### Source document
** begin **

In other words, the issue is not whether the subject "ϛ" is a subset of what happens to have been included at digamma, but whether the subject "ϛ" is a proper subset of the subject "ϝ." We still have no evidence that this is the case, and it defies common sense in my opinion. Wareh (talk) 18:26, 23 September 2011 (UTC)[reply]

Won't work, for several reasons:

  1. The history of "Ϝ" and the history of "ϛ" cannot be separated from each other. There is no cut-off point. It makes no sense to treat the symbol "Ϝ" as it appears in this Athenean inscription separately from the symbol "ϛ" that appears in its stead in its modern edition. They are as much the same as "Ω" and "ω" are the same. It also makes no sense to make some arbitrary decision about which of two articles the symbol "" should be treated in, when it occurs in a fourth century AD papyrus and is called neither digamma nor stigma but "episemon".
  2. There are plenty of sources that have called "ϛ" "digamma".
  3. No source has ever called "Ϝ" "stigma".

So, if we have to treat "Ϝ" and at least some part of "ϛ" in one article, we have no choice but to call it "digamma". Everything else would simply be wrong, WP:COMMONNAME or not WP:COMMONNAME. And yes, it has to be an article on both Ϝ and ϛ, just as Sampi has to be an article on both and Ϡ, and Koppa (letter) has to be an article on all of .

** end **

### Data block

** begin **

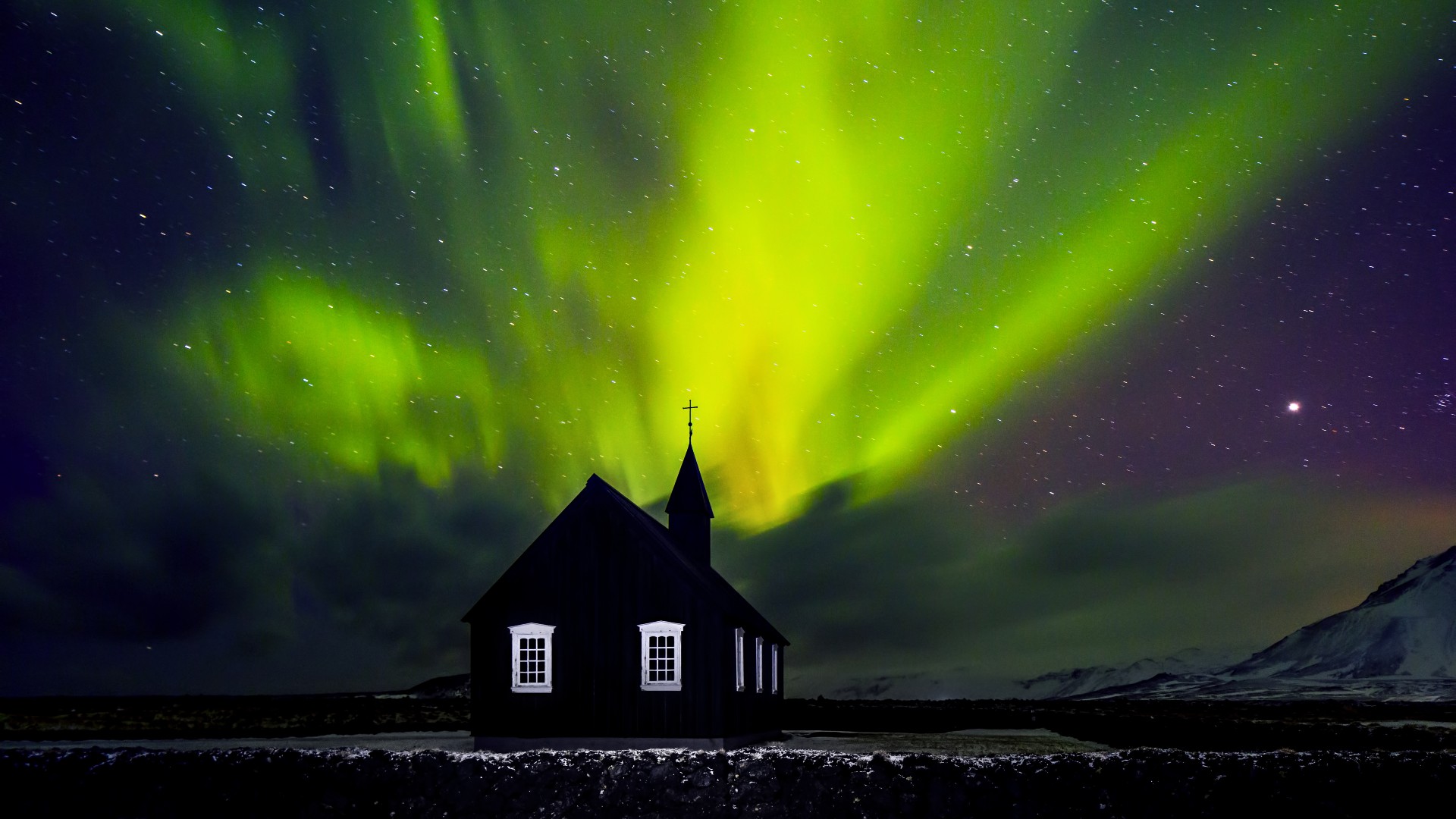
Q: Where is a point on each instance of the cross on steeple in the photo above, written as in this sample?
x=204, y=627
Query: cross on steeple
x=691, y=407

** end **

### Written request 1
In the digamma discussion, reproduce the passage starting at "3. No source" and ending at "on all of .".
### Written request 2
According to the digamma discussion, what name has no source ever used for "Ϝ"?
### Written request 3
List every name for a letter or symbol that the digamma discussion spells out in words.
Work only from the digamma discussion.

### Output 1
3. No source has ever called "Ϝ" "stigma".

So, if we have to treat "Ϝ" and at least some part of "ϛ" in one article, we have no choice but to call it "digamma". Everything else would simply be wrong, WP:COMMONNAME or not WP:COMMONNAME. And yes, it has to be an article on both Ϝ and ϛ, just as Sampi has to be an article on both and Ϡ, and Koppa (letter) has to be an article on all of .

### Output 2
"Stigma"

### Output 3
digamma, stigma, episemon, Sampi, Koppa